(本文):
インフォマートの開発部門で様々なサービスの開発や改修を担う社員たちが、時に技術力の向上のために、時に自らの楽しみのために、開発界隈で話題の○○を体験し、レポートするリレー企画です。
今回は、DevOps Rapid Application開発部 廣瀬がレポートを担当します。


■はじめに

こんにちは、プロダクト開発チームでスクラムマスターをしています、廣瀬です。今年の1月よりアジャイルでの開発が始まり、スクラムマスターを務めることとなりました。私自身はアジャイルでの開発経験がなく、現在まで有識者の支援を受けながらスクラムマスターの責務や振る舞いを日々学習しながら楽しんでいます。

■概要

今回は私のチームで実際に使用している、スプリントプランニングのアジェンダのテンプレートを紹介します。スクラムイベントのアジェンダのテンプレートはあまり公開されていないため、参考になれば幸いです。テンプレートは2月頃に作成して、随時改善してブラッシュアップされています。2週間スプリントで稼働しているため、それに合わせたテンプレートとなっていることはご了承ください。

(演習課題):
• a. 本文のうち、「こんにちは、プロダクト開発チ」で始まり「ていることはご了承ください。」で終わる部分を、一字一句違えずに書き写してください。
• b. 本文に登場する語のうち、アルファベットで表記されたものをすべて挙げてください。
以下の行は、本文とは別の出典から採られたものです。

(抽出データ):
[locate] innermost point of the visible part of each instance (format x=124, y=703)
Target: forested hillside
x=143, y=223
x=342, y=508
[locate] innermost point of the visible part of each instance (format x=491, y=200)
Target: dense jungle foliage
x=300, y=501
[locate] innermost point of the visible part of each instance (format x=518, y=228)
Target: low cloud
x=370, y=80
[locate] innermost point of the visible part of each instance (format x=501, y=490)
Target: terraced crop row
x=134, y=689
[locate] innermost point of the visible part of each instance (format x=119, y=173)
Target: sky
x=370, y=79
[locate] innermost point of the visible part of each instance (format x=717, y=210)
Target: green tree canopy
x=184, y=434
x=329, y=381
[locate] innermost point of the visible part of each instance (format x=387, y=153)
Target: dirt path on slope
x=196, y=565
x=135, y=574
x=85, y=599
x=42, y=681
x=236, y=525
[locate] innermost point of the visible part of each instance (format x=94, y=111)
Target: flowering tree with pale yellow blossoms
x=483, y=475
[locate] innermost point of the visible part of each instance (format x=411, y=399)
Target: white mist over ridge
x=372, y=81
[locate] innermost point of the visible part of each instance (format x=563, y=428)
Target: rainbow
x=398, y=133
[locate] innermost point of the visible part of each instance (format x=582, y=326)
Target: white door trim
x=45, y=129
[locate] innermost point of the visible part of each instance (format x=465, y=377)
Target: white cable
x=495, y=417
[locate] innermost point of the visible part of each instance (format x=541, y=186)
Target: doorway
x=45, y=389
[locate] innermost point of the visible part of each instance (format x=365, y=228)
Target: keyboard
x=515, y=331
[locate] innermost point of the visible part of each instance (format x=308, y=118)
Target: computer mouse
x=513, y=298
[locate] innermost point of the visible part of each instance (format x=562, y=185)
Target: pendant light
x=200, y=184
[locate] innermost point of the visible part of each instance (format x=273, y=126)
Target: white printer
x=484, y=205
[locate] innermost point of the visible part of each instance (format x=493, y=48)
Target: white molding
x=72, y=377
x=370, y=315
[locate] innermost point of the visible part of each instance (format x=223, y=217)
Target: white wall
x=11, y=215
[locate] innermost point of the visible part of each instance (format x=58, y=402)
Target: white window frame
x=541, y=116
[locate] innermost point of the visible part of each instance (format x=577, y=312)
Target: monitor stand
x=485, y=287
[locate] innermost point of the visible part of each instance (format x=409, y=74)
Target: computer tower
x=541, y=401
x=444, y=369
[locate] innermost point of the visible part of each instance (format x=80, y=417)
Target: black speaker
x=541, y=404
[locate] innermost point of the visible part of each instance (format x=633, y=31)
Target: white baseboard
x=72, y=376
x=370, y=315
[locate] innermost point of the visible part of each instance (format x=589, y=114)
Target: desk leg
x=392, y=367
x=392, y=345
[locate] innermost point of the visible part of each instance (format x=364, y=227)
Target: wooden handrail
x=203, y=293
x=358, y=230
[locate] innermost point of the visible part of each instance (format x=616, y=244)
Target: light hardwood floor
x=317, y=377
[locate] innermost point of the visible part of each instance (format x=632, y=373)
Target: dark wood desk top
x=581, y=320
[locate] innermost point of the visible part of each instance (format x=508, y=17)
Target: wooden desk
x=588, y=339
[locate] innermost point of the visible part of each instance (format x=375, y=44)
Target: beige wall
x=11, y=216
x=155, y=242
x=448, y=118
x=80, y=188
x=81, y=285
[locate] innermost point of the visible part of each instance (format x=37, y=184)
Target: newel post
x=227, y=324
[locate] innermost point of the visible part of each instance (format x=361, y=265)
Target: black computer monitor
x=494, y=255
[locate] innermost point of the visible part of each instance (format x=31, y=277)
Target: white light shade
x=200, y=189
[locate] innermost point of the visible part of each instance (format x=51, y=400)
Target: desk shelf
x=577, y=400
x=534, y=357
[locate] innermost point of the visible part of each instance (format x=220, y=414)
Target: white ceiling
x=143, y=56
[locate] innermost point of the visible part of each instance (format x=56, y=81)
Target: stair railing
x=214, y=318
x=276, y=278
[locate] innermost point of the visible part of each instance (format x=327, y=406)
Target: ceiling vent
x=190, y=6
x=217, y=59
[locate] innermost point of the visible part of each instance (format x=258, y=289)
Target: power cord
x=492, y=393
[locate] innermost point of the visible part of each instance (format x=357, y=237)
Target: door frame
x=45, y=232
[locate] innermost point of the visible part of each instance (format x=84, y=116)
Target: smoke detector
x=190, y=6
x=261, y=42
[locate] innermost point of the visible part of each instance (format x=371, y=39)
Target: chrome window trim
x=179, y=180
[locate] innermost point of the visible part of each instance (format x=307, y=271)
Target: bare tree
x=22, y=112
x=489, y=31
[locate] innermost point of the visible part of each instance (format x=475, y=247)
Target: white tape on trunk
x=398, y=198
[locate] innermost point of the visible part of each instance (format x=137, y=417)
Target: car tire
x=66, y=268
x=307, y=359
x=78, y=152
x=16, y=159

(課題別解答):
• a.
こんにちは、プロダクト開発チームでスクラムマスターをしています、廣瀬です。今年の1月よりアジャイルでの開発が始まり、スクラムマスターを務めることとなりました。私自身はアジャイルでの開発経験がなく、現在まで有識者の支援を受けながらスクラムマスターの責務や振る舞いを日々学習しながら楽しんでいます。

■概要

今回は私のチームで実際に使用している、スプリントプランニングのアジェンダのテンプレートを紹介します。スクラムイベントのアジェンダのテンプレートはあまり公開されていないため、参考になれば幸いです。テンプレートは2月頃に作成して、随時改善してブラッシュアップされています。2週間スプリントで稼働しているため、それに合わせたテンプレートとなっていることはご了承ください。

• b. DevOps、Rapid、Application